Outline items for labeled areas:

# # # # # # #

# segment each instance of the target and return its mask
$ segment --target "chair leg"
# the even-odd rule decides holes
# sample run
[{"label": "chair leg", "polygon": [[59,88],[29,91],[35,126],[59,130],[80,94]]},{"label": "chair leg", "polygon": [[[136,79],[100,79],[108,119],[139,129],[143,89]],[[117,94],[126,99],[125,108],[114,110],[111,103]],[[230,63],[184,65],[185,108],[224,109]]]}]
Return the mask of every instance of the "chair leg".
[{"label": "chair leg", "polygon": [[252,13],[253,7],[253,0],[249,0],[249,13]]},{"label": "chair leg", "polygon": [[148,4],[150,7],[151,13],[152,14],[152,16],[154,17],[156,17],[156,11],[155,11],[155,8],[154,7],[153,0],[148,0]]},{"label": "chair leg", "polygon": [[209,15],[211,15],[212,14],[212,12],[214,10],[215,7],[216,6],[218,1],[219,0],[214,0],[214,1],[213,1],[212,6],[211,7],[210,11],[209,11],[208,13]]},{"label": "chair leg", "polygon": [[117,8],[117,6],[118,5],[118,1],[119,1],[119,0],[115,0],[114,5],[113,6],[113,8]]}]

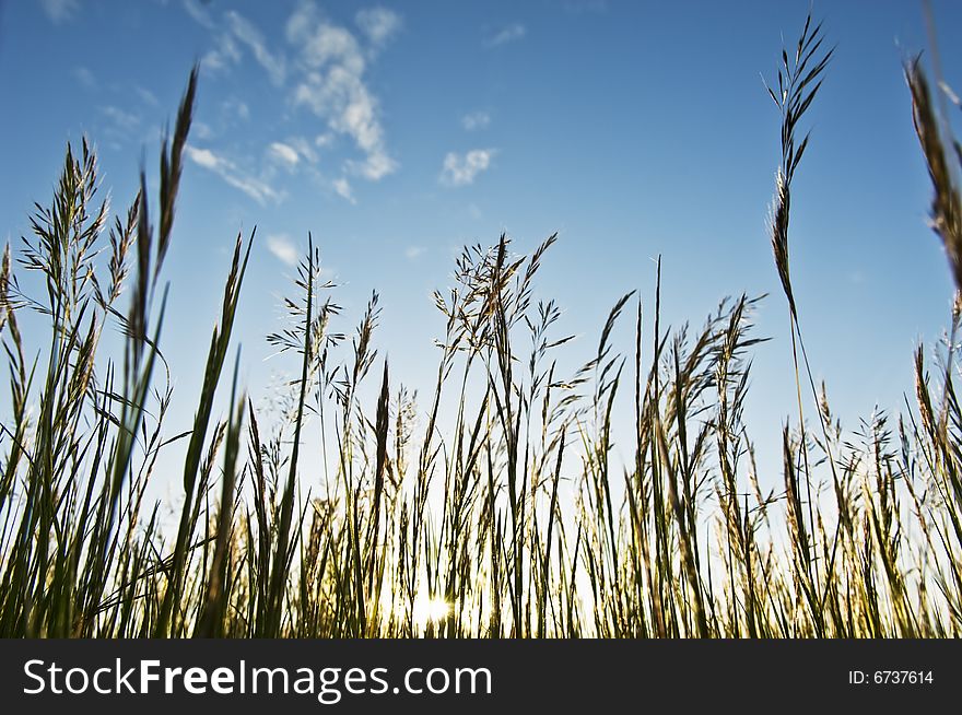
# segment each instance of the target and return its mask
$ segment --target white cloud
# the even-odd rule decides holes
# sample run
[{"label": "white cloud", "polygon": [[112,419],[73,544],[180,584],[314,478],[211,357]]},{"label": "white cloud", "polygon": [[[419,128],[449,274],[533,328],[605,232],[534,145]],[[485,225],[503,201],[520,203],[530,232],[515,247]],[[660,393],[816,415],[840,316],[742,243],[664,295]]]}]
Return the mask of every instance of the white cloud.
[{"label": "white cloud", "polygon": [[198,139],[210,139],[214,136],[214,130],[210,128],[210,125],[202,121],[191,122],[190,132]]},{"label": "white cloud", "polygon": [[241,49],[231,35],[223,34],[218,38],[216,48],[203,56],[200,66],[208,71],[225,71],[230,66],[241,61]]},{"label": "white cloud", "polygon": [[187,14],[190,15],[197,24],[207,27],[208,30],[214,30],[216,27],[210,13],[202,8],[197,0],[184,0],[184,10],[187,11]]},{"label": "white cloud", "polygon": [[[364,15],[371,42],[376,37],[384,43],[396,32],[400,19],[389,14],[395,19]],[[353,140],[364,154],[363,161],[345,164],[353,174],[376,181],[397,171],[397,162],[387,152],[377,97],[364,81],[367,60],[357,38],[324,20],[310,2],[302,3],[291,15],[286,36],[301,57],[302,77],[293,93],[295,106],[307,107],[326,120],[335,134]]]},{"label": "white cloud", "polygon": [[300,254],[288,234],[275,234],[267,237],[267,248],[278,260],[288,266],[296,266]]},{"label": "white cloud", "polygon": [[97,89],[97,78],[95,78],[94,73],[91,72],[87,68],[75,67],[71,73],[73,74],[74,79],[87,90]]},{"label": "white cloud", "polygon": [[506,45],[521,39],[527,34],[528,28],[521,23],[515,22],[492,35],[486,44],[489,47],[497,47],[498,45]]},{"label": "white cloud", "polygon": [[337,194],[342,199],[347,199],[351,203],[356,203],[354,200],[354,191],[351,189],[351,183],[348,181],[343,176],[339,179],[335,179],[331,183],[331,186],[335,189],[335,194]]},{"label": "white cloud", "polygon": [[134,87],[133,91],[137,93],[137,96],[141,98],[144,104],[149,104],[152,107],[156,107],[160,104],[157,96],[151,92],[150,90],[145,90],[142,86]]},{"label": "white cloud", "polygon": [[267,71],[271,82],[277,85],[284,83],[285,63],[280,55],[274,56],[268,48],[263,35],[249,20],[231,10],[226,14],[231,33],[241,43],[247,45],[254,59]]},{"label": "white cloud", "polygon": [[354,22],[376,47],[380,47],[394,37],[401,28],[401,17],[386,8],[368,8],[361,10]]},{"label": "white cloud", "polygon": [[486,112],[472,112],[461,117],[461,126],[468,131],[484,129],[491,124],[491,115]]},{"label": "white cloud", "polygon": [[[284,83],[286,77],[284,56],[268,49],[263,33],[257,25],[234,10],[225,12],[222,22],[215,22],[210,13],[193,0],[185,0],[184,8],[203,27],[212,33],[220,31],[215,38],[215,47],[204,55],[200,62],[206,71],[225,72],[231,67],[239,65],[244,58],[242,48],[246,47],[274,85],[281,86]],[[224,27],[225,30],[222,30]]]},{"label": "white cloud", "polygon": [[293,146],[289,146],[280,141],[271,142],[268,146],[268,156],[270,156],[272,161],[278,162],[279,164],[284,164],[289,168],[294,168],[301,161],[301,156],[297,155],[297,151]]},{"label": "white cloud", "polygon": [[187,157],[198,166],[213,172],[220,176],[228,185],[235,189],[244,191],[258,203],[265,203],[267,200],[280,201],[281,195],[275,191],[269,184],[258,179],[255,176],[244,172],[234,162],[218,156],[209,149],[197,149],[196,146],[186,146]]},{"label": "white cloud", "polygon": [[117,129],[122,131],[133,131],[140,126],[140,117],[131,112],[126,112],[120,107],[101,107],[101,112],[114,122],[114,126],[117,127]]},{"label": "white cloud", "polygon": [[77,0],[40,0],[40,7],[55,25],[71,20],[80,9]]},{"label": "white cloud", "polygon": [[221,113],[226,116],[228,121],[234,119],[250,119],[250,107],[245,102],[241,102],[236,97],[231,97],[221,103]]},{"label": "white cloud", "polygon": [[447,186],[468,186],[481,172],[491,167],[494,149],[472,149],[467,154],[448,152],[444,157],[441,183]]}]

# # # # # # #

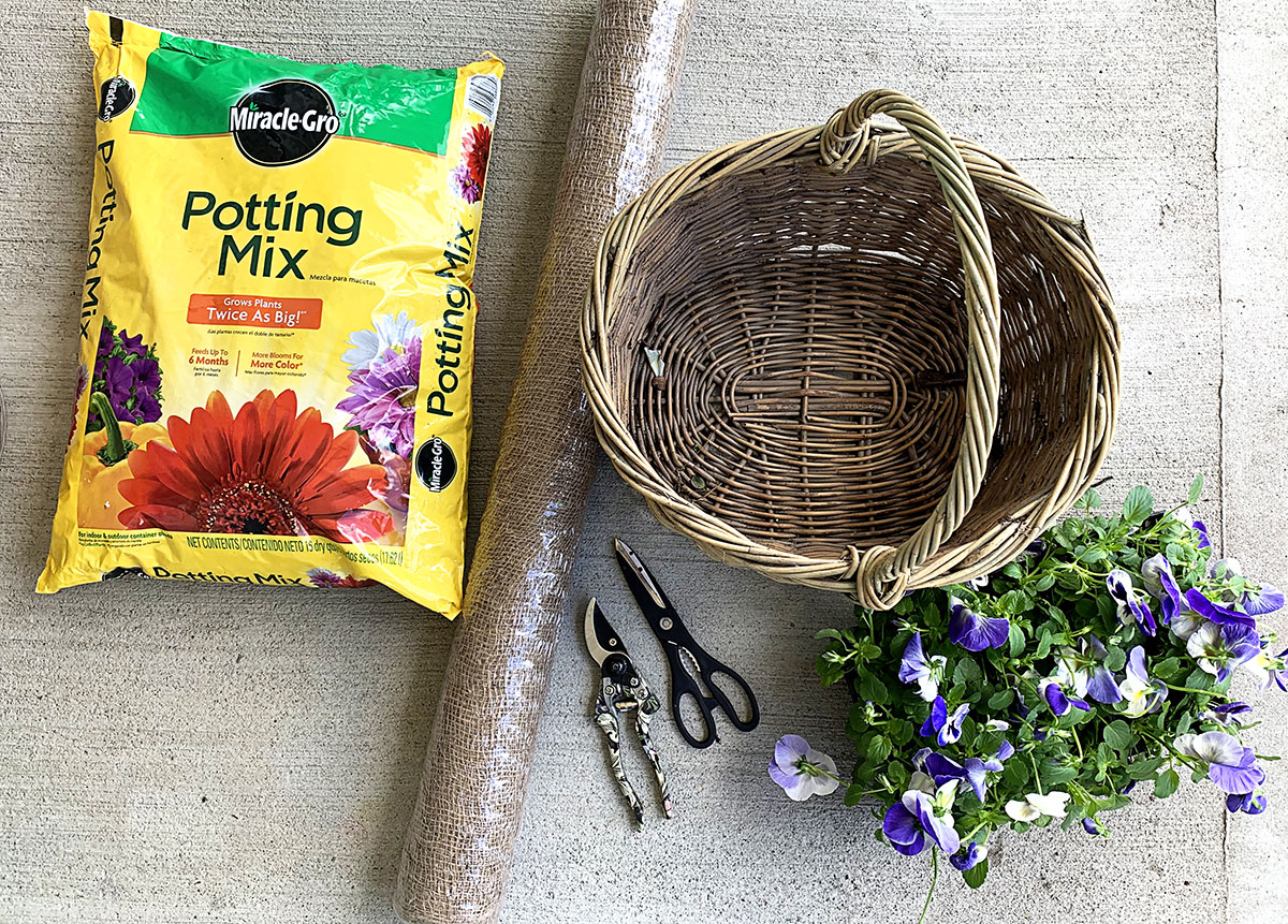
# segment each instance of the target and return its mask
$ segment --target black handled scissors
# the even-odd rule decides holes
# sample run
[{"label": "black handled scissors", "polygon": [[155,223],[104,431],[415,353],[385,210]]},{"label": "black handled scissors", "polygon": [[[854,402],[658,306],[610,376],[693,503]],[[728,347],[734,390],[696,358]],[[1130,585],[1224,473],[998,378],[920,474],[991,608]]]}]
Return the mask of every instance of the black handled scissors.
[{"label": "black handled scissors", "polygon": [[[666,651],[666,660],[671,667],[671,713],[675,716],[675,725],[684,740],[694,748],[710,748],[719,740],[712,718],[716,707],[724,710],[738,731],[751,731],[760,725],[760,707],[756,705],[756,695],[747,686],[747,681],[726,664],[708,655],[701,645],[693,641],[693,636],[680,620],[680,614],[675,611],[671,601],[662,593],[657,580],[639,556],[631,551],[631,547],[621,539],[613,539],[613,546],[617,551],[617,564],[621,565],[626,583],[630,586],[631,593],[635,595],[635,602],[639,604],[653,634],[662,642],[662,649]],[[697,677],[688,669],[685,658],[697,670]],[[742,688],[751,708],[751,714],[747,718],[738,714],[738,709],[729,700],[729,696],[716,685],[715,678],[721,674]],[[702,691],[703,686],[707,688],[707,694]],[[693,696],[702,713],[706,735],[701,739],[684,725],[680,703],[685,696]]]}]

# # # # # # #

**EXERCISE DIRECTIONS**
Please copy each line of the entries above that contains the word "every". Case matters.

**RIGHT ANSWER**
Return the mask of every instance of the "chair leg".
Return the mask of every instance of the white cloud.
Return the mask of every instance of the black handled scissors.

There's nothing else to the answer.